- REQUIRED ACTION
Every line containing the word "query" is to be copied from the data below.

[Records from a collection]

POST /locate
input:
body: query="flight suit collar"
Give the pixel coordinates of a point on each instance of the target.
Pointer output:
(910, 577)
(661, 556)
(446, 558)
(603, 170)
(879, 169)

* * *

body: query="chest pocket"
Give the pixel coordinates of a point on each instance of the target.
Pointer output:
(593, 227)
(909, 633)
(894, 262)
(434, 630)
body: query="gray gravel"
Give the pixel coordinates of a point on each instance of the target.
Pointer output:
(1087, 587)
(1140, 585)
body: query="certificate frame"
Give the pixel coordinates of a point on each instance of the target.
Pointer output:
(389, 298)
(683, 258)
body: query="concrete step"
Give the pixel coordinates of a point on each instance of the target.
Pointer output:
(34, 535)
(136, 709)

...

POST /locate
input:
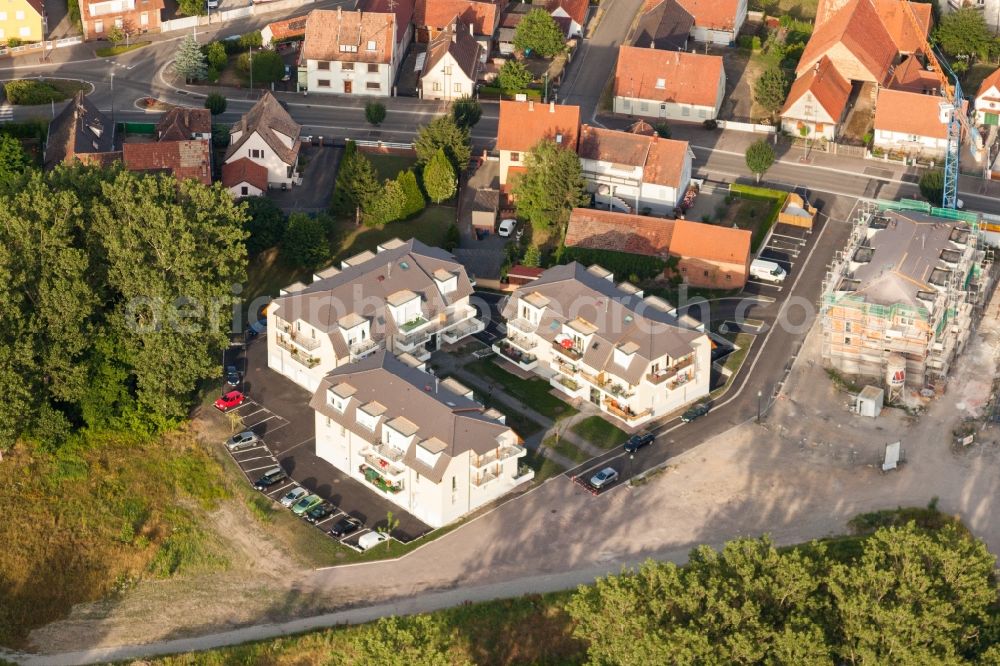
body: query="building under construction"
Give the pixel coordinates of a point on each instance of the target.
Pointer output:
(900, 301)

- RESULT FOR THIS TASK
body: query="flight suit collar"
body: query="chest pocket"
body: query="gray gravel"
body: query="certificate frame"
body: query="concrete step"
body: query="building under construction"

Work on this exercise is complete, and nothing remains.